*Directive*
Rewrite the entries from the line containing "For the benchmark run, find the foal's muzzle" through the last line of the entries, changing every "benchmark run" to "evaluation pass" and leaving everything else the same.

*Records for the task*

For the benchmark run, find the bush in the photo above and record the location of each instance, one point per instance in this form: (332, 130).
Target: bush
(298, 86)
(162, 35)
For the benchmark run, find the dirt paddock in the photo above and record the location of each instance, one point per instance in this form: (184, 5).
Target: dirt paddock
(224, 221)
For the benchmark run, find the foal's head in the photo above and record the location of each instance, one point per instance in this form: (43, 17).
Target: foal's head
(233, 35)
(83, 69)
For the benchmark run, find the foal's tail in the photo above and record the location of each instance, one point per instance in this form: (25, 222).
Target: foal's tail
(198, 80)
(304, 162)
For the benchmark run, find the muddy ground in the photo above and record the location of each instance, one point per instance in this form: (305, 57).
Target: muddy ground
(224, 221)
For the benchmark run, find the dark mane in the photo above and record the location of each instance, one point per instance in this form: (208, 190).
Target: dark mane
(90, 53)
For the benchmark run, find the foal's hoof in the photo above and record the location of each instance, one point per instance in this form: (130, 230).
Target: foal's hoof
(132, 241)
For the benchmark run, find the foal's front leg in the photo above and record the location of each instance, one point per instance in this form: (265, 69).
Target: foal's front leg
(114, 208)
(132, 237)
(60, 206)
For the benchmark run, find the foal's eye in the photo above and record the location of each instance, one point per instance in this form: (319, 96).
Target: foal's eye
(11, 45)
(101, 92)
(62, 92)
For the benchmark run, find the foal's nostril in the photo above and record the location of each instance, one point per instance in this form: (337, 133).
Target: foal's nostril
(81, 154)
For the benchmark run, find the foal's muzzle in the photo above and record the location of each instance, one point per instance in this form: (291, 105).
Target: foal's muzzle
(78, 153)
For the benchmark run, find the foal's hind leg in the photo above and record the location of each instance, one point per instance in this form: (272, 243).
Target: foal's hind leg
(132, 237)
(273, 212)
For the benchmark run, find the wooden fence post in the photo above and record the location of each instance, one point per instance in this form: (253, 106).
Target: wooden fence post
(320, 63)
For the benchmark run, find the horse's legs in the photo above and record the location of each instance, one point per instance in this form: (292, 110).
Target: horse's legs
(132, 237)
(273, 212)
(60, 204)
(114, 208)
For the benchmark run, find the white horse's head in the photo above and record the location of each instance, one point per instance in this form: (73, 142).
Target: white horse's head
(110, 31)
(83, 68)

*Correct response*
For the evaluation pass, find the foal's muzzle in the photo above and record the location of each instance, one point per instance in this form: (291, 105).
Target: foal's muzzle
(78, 153)
For the evaluation pass, find the foal's hind leg in the photo above and record the location of each instance, one point per instance in this form: (272, 243).
Target: foal's hind leg
(132, 237)
(273, 212)
For the evaluation pass, find the wooden fence post in the photo above and record the location of each instance, one point per instance in this form: (253, 106).
Target: wooden fence post
(320, 63)
For the evaluation pass, find the horse's legs in the photo above and record the location of each instance, one point per instance in this form: (292, 110).
Target: horse's legs
(132, 237)
(273, 212)
(60, 204)
(114, 208)
For the evaluation pass, find the white horse's head in the photo above and record the location of each instance, one point per instance in this form: (73, 142).
Target: white horse's head
(110, 31)
(83, 68)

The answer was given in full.